• Material for this task:
○ ○ ○ ○

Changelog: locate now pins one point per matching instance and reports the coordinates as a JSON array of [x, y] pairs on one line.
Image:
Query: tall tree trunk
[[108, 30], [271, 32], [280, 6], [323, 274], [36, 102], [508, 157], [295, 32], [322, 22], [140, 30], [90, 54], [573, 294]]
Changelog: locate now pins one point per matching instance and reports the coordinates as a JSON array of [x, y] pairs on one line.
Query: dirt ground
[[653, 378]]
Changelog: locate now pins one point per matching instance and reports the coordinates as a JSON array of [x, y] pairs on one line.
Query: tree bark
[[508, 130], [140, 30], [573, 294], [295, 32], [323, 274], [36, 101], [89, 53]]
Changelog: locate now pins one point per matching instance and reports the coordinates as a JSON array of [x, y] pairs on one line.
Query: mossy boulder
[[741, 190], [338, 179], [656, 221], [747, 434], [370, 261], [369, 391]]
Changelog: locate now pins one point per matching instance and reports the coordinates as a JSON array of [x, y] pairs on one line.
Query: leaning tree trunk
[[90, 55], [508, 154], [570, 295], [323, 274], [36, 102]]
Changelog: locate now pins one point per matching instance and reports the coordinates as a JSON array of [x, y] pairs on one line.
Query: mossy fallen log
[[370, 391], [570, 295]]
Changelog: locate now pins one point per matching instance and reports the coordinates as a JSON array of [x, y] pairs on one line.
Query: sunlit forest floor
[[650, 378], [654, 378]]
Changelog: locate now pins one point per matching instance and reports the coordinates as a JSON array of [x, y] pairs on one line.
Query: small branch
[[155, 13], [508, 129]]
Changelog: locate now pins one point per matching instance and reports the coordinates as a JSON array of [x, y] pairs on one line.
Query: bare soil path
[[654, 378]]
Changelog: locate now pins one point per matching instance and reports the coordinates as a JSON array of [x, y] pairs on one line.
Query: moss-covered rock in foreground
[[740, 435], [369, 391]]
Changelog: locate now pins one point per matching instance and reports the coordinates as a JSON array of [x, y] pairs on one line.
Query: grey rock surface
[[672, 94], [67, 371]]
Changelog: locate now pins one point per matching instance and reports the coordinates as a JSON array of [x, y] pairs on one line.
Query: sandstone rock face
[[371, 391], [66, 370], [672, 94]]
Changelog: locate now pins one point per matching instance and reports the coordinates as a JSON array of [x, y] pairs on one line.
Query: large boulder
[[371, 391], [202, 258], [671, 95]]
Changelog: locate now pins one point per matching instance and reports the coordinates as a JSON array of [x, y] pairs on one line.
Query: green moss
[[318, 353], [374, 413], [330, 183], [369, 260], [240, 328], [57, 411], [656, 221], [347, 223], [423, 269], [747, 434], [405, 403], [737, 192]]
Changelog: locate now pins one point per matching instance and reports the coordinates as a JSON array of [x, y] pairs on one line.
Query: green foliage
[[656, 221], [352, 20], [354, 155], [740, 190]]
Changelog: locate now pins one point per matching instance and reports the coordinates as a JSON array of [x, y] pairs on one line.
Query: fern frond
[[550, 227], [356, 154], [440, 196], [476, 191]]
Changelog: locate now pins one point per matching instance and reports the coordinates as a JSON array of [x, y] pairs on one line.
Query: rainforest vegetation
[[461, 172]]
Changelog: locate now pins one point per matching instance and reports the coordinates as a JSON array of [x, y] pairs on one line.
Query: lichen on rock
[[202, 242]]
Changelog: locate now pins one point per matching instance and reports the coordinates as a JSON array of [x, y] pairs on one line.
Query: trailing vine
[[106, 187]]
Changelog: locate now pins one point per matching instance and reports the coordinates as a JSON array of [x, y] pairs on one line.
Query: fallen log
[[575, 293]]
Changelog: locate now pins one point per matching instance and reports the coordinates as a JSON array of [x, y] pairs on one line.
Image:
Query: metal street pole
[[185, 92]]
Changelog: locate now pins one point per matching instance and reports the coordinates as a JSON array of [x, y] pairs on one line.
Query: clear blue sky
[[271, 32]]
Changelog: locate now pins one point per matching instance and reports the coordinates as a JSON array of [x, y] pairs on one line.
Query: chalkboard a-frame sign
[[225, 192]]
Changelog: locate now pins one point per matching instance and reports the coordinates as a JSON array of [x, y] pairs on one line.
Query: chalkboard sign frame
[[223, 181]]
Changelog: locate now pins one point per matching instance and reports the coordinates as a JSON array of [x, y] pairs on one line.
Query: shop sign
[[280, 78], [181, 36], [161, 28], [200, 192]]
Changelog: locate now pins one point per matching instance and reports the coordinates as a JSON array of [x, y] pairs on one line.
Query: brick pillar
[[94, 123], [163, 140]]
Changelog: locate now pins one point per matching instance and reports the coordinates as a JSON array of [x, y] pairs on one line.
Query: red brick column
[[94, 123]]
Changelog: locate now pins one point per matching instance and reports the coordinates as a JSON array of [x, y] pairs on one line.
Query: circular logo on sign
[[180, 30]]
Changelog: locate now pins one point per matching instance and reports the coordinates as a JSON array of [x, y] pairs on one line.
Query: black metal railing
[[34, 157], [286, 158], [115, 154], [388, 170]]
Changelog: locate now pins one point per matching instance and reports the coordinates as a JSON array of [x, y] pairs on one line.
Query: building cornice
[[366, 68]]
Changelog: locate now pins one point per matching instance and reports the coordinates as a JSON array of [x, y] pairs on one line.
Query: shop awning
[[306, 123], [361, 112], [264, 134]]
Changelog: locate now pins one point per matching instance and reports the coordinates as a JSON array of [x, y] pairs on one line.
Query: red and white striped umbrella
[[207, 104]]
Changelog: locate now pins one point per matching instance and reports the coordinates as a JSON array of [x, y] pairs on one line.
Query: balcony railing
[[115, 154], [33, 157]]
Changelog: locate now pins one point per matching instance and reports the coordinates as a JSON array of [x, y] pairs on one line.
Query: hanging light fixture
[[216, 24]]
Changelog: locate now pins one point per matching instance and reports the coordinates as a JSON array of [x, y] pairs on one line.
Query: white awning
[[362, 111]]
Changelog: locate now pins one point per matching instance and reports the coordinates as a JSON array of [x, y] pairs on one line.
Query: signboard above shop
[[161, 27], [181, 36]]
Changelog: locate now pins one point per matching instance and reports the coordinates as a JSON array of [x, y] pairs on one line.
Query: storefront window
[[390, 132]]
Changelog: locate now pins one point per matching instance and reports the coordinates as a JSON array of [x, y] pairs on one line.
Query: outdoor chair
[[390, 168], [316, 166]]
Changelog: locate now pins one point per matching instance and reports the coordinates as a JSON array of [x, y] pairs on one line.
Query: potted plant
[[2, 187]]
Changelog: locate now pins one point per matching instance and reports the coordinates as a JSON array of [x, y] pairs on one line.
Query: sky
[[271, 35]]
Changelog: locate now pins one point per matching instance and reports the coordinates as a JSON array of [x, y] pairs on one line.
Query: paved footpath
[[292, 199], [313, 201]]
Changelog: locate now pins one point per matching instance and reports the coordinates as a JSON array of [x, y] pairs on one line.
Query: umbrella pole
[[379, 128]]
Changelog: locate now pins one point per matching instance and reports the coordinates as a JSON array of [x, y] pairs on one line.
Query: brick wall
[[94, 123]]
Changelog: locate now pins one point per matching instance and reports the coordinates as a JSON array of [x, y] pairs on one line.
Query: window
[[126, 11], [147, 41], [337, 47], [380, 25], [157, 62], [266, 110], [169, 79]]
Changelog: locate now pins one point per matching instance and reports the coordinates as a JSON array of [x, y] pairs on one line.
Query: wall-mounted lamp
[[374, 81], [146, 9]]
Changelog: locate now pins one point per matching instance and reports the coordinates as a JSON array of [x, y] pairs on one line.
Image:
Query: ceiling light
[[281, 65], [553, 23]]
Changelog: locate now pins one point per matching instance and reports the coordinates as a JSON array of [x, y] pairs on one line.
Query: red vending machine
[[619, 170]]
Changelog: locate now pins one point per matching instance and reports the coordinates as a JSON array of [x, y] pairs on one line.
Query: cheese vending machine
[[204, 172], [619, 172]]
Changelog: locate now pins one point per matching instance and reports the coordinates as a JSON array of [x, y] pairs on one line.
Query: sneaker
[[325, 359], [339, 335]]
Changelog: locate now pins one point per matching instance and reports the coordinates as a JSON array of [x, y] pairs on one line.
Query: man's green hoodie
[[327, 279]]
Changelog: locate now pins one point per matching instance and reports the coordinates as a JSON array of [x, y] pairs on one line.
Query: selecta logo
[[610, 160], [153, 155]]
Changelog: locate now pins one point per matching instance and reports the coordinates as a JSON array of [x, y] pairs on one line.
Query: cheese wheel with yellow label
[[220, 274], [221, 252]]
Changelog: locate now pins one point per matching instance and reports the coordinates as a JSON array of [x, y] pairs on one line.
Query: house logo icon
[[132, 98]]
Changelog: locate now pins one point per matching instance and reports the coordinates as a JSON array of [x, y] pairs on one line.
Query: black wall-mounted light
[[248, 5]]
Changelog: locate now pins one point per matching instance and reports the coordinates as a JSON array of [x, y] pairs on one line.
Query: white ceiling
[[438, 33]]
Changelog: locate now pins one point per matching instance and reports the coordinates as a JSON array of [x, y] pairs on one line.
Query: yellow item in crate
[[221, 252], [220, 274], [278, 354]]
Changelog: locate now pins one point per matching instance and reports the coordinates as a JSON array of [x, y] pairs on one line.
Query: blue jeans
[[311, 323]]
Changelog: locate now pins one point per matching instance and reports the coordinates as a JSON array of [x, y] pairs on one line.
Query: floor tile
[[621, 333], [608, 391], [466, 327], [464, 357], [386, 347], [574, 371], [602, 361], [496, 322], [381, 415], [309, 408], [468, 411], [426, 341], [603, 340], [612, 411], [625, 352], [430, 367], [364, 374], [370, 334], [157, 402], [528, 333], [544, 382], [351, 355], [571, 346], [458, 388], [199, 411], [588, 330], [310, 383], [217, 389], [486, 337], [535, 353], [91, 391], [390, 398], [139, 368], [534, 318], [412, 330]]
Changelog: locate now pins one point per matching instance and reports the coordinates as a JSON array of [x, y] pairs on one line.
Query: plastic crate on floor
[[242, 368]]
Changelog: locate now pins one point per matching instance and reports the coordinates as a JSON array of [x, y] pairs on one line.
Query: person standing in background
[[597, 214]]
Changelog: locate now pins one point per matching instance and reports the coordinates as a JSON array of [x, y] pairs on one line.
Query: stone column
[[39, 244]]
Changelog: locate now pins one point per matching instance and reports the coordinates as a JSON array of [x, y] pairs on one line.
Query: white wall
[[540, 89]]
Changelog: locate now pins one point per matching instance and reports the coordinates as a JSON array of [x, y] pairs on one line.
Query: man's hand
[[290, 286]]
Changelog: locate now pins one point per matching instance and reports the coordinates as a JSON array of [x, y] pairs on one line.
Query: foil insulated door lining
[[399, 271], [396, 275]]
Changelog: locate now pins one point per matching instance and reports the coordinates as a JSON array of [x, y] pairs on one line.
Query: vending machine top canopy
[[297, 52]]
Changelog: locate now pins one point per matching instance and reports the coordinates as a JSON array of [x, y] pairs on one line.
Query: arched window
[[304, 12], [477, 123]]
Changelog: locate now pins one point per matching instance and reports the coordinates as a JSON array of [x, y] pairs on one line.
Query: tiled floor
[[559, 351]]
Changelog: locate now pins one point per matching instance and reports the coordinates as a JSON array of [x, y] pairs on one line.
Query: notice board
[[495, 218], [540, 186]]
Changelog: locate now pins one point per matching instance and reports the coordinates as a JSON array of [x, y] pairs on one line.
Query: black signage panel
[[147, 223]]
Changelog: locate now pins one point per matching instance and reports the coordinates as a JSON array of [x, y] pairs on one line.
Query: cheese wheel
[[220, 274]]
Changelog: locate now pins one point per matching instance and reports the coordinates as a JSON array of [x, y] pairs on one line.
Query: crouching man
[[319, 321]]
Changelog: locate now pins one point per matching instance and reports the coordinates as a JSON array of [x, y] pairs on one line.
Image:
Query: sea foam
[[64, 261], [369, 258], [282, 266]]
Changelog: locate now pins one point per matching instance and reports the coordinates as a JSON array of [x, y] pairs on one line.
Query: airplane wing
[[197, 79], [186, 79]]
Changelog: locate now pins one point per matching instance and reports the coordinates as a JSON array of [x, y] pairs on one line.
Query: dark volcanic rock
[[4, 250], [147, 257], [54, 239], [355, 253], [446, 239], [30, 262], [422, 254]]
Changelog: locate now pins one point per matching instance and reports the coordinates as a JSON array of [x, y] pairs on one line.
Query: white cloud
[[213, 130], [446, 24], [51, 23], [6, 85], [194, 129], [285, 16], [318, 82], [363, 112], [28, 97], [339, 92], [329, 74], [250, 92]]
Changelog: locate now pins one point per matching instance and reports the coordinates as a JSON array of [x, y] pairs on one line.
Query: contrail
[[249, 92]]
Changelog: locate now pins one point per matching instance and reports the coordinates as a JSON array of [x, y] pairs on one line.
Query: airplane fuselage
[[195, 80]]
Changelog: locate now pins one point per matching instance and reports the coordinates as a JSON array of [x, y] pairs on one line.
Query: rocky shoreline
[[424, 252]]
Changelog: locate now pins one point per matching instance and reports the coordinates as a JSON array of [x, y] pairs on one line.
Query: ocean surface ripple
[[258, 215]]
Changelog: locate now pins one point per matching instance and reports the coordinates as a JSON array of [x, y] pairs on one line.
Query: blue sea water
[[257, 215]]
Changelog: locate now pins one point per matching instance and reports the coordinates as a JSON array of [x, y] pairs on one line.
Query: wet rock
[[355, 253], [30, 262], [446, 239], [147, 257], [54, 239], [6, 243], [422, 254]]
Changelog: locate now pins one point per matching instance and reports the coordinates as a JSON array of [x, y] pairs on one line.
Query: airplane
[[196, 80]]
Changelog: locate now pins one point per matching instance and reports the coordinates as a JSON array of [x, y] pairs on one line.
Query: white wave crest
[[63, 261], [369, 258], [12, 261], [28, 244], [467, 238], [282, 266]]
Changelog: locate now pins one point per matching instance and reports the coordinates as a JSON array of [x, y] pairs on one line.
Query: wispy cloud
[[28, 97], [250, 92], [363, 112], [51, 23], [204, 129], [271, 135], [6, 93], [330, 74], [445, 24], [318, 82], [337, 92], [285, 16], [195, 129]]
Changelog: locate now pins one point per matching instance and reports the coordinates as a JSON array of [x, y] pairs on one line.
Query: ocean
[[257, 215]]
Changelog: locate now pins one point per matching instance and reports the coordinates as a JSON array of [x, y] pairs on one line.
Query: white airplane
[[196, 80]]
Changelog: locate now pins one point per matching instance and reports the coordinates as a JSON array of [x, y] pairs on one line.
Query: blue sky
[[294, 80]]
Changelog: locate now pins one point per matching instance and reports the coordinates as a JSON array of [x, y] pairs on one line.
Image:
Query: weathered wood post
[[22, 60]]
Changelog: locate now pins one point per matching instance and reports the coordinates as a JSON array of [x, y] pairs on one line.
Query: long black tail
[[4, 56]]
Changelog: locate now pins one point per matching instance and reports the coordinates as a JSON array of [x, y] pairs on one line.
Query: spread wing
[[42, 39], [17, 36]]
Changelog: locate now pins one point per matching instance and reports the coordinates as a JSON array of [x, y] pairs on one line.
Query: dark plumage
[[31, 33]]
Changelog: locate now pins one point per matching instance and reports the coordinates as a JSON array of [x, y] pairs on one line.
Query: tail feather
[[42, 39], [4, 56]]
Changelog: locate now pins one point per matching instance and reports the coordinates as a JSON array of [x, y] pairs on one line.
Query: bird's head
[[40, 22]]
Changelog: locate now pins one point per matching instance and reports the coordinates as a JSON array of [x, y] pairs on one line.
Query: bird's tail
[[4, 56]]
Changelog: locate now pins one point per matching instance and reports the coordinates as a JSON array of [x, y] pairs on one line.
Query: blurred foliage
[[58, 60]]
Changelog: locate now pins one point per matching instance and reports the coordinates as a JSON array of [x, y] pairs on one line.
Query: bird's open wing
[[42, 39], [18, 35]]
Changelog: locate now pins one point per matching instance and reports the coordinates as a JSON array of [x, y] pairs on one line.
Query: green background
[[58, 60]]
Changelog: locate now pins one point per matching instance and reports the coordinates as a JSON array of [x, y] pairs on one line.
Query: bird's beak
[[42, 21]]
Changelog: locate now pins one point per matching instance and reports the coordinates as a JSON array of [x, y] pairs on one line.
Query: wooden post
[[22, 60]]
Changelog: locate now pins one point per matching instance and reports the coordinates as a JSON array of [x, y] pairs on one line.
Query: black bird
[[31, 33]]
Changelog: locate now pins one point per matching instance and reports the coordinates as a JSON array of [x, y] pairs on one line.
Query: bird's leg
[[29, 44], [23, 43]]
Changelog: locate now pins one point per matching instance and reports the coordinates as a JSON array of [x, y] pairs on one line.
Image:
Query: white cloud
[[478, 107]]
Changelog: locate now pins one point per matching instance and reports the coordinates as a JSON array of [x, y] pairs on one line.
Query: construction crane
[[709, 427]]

○ ○ ○ ○

• What this task involves: Report every line of the rows above that contains the string "bird", reproducing each line in full.

• Problem solution:
Query: bird's head
Query: bird's tail
Query: bird's open wing
Query: bird's beak
Query: black bird
Query: bird's leg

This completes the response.